ACTIVITY: Each entry below is to be transcribed exactly; pictures are not copied.

(RECORDS PROVIDED)

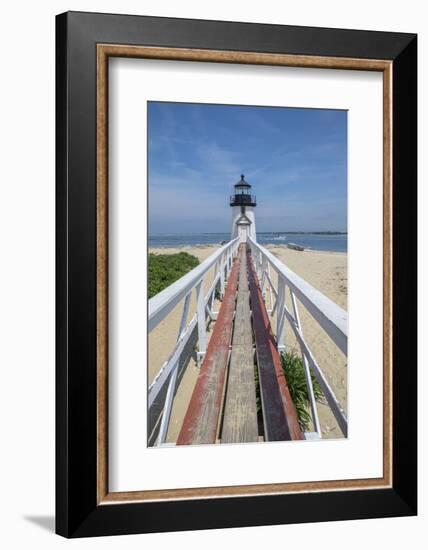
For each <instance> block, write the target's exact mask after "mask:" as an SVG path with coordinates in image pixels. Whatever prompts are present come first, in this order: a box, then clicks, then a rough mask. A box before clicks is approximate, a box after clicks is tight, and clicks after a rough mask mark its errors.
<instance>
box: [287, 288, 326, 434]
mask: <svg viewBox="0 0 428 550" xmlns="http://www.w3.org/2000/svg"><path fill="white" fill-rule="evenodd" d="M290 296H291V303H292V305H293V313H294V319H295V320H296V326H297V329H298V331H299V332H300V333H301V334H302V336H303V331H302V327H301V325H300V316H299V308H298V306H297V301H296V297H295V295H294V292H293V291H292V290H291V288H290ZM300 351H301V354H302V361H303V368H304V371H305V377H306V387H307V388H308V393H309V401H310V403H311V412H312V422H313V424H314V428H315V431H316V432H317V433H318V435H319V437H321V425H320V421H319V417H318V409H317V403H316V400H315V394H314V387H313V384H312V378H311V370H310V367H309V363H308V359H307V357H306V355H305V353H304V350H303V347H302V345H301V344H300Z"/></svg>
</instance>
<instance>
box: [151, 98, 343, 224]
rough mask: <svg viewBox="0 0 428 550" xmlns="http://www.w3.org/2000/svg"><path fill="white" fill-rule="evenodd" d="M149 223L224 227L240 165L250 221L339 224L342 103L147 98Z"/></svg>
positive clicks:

(End RECORDS PROVIDED)

ANSWER SECTION:
For each <instance> block, write the target's exact mask after "mask:" as an SVG path with coordinates in image pixels. Whatever prompts are present come first, in this order: a box, then clicks, then a rough mask. A box before clicks is approximate, a box after clicks is tight, and clicks after a rough mask mark its errors.
<instance>
box: [287, 288, 326, 434]
mask: <svg viewBox="0 0 428 550" xmlns="http://www.w3.org/2000/svg"><path fill="white" fill-rule="evenodd" d="M290 296H291V303H292V305H293V313H294V319H295V320H296V326H297V329H298V331H299V332H300V333H301V334H302V336H303V331H302V327H301V325H300V316H299V308H298V306H297V301H296V297H295V295H294V292H293V291H292V290H291V288H290ZM300 351H301V354H302V361H303V368H304V371H305V377H306V387H307V388H308V393H309V401H310V403H311V412H312V422H313V424H314V428H315V431H316V432H317V433H318V435H319V437H321V425H320V421H319V417H318V409H317V403H316V400H315V394H314V387H313V384H312V378H311V370H310V367H309V363H308V359H307V357H306V355H305V353H304V350H303V347H302V345H301V344H300Z"/></svg>
</instance>
<instance>
box: [151, 98, 343, 224]
rough mask: <svg viewBox="0 0 428 550" xmlns="http://www.w3.org/2000/svg"><path fill="white" fill-rule="evenodd" d="M149 223L224 227L240 165L250 221L339 224L342 103L147 98Z"/></svg>
positive clicks:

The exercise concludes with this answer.